TASK DESCRIPTION.
Go through the records, and copy each line in which the string "roof" is present.

*-*-*

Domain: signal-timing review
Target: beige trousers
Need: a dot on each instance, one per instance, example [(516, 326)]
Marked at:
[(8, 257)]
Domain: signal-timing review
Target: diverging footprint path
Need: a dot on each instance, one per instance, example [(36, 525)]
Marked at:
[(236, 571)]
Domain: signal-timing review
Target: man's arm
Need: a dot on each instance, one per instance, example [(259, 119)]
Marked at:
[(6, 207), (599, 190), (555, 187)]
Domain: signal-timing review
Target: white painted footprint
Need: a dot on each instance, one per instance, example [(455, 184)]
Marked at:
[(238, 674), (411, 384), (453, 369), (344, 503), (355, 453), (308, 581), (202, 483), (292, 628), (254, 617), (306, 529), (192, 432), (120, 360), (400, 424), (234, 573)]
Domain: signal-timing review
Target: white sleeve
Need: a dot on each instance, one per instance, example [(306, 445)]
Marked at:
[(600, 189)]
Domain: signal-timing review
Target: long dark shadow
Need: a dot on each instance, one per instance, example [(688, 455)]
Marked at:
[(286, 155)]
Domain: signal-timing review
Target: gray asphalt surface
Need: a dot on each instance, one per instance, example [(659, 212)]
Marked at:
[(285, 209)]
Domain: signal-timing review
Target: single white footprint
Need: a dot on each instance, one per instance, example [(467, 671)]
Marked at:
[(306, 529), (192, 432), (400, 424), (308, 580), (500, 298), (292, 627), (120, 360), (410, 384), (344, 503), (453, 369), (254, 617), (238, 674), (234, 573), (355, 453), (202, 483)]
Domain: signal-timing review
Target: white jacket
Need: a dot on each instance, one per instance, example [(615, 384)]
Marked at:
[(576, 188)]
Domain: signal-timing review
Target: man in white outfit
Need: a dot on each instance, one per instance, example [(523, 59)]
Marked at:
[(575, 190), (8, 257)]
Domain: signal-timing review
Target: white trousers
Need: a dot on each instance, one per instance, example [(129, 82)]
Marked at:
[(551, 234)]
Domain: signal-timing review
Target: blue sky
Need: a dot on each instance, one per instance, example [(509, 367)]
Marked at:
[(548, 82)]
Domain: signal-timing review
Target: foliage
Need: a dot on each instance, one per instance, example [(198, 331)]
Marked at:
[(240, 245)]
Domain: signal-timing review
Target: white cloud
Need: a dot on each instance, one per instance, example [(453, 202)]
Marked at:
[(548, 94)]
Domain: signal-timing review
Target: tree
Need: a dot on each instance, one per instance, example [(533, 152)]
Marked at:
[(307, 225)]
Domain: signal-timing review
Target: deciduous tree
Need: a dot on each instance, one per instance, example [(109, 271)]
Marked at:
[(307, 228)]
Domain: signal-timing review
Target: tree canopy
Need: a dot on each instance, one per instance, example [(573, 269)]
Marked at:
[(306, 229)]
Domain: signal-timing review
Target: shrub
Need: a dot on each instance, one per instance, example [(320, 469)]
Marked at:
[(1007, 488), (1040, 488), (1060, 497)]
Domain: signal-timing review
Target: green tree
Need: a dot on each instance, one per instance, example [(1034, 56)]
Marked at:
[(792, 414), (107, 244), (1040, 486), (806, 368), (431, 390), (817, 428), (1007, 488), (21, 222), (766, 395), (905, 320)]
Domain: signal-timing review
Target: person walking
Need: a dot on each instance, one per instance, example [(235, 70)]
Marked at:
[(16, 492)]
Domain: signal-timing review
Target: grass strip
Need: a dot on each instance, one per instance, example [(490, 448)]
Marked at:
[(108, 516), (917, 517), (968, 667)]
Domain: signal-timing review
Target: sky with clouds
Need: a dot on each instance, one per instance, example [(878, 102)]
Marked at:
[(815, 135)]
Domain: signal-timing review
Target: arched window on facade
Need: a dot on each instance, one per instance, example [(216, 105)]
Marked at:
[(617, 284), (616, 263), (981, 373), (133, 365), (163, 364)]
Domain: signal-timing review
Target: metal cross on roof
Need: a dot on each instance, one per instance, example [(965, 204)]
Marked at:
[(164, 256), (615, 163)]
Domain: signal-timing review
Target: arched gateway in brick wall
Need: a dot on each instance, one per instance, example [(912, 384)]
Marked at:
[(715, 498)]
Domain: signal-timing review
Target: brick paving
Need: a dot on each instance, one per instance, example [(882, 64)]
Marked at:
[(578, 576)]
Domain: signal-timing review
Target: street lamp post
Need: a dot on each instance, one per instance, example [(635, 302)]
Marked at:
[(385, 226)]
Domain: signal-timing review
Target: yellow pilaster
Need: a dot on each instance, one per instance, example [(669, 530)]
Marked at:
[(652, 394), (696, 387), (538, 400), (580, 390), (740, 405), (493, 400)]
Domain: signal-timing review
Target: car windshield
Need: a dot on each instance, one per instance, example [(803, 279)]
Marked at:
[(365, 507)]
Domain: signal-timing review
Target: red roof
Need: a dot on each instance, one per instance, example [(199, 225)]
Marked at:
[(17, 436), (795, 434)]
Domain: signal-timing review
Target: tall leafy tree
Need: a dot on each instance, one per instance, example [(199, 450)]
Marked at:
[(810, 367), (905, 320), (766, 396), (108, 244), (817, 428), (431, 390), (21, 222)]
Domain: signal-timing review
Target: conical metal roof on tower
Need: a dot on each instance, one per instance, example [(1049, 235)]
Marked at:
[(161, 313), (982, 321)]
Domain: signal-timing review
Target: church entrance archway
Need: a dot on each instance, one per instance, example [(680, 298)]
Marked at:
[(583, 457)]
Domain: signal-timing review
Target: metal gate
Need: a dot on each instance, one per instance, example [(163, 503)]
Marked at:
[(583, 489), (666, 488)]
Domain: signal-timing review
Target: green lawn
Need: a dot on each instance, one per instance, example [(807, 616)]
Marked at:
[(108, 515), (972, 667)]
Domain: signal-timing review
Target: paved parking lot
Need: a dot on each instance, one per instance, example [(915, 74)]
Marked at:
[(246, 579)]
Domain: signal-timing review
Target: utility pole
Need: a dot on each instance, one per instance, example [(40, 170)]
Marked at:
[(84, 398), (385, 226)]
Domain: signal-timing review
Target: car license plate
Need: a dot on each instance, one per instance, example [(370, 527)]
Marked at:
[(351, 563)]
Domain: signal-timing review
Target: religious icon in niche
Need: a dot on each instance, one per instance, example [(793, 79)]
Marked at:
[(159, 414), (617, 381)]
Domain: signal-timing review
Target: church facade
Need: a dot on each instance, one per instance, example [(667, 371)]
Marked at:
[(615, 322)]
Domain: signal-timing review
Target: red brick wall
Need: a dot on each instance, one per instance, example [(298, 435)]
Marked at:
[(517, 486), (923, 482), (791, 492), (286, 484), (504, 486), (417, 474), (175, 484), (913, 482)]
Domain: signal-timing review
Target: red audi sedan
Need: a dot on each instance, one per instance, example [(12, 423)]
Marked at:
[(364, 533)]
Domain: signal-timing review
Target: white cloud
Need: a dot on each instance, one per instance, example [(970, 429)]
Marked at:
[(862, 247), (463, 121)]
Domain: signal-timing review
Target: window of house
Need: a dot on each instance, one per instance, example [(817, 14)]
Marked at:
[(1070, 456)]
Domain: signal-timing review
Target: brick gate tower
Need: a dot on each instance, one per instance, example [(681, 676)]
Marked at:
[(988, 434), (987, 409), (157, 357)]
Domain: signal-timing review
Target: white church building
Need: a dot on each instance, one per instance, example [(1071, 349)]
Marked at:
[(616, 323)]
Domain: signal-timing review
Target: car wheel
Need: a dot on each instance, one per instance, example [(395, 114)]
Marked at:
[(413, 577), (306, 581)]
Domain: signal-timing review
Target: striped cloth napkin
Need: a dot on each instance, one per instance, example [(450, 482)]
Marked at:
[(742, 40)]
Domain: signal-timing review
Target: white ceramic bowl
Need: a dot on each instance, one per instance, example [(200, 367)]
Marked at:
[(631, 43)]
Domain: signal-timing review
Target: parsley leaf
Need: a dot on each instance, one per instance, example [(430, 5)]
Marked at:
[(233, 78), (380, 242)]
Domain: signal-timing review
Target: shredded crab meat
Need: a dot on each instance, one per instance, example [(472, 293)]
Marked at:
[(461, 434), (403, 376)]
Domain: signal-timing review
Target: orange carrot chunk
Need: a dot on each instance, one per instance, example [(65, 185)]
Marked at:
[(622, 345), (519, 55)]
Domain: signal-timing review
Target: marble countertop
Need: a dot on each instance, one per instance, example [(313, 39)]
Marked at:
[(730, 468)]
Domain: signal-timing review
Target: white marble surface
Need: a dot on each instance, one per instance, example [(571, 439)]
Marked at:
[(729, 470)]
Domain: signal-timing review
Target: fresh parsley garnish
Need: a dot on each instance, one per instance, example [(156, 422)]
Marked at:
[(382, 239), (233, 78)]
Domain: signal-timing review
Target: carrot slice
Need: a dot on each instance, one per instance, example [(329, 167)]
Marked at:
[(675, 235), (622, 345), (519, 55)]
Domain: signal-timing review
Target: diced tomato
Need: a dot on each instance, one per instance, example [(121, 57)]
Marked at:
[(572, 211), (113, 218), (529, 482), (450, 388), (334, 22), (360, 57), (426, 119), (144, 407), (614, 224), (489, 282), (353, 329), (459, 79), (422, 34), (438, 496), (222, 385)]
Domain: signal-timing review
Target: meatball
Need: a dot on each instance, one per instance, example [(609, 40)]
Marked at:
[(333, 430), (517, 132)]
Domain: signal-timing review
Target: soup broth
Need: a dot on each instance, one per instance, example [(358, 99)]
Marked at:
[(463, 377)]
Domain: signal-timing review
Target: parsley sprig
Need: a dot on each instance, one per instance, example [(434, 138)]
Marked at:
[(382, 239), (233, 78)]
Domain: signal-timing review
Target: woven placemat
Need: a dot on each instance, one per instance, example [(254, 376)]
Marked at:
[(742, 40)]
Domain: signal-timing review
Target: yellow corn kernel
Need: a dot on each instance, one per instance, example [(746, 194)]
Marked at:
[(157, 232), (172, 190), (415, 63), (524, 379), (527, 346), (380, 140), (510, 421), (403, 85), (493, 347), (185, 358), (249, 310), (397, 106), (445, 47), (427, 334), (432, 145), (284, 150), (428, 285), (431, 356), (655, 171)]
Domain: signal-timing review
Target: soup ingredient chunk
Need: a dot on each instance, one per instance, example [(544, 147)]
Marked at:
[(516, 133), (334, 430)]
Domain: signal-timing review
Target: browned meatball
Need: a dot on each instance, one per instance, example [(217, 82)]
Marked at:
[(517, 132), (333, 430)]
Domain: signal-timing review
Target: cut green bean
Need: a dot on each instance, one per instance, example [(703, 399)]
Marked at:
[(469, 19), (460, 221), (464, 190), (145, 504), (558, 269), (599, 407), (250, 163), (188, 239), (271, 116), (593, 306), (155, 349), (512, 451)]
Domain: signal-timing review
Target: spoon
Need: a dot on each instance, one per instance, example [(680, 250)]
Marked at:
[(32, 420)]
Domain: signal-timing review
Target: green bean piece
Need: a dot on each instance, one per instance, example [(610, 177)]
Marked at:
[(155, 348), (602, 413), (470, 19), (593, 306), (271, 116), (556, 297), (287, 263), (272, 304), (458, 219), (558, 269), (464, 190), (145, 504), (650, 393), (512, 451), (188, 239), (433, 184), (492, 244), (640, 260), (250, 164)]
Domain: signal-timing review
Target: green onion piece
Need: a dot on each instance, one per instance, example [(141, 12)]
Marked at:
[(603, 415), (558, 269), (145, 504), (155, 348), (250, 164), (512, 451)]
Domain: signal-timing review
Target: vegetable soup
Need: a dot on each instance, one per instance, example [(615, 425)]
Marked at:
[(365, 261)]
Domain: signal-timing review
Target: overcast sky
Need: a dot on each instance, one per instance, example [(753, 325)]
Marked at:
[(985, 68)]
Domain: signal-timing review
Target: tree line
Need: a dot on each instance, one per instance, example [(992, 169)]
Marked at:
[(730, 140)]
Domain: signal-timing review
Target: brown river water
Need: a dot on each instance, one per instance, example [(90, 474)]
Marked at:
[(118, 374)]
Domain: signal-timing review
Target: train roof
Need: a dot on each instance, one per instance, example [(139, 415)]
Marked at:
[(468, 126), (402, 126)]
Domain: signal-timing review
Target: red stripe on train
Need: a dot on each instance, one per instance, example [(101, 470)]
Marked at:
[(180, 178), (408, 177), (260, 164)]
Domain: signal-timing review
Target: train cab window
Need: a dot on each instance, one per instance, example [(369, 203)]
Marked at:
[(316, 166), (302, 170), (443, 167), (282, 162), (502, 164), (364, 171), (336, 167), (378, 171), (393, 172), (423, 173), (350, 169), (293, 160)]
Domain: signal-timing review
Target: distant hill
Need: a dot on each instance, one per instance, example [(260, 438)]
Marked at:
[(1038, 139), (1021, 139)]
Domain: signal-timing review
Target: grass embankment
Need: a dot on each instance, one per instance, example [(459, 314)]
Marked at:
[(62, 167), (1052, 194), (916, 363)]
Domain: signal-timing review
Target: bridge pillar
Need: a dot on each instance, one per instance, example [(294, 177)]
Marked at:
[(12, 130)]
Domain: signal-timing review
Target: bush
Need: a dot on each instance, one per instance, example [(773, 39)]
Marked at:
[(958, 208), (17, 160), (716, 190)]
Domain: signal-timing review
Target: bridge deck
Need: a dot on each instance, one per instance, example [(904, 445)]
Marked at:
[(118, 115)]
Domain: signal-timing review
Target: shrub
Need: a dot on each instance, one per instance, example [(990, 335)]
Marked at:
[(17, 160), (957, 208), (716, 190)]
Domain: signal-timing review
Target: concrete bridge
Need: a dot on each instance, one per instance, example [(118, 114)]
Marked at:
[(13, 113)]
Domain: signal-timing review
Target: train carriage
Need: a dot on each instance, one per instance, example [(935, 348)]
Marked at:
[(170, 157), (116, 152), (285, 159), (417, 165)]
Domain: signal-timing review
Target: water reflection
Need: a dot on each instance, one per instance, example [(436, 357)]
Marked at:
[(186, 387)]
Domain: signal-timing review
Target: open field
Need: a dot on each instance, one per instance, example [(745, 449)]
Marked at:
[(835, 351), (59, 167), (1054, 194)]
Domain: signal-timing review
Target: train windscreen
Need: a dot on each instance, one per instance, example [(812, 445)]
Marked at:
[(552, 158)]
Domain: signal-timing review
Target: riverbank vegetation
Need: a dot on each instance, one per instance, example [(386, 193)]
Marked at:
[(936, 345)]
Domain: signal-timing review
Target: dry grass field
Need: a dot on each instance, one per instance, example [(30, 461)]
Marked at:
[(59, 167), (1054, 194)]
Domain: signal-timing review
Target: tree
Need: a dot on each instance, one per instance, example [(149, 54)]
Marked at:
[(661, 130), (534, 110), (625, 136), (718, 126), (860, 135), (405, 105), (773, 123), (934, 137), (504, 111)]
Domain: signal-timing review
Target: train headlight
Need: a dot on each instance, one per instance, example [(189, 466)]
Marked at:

*-*-*

RESPONSE TO THE TASK.
Target: metal cross on roof
Target: red roof
Target: conical metal roof on tower
Target: train roof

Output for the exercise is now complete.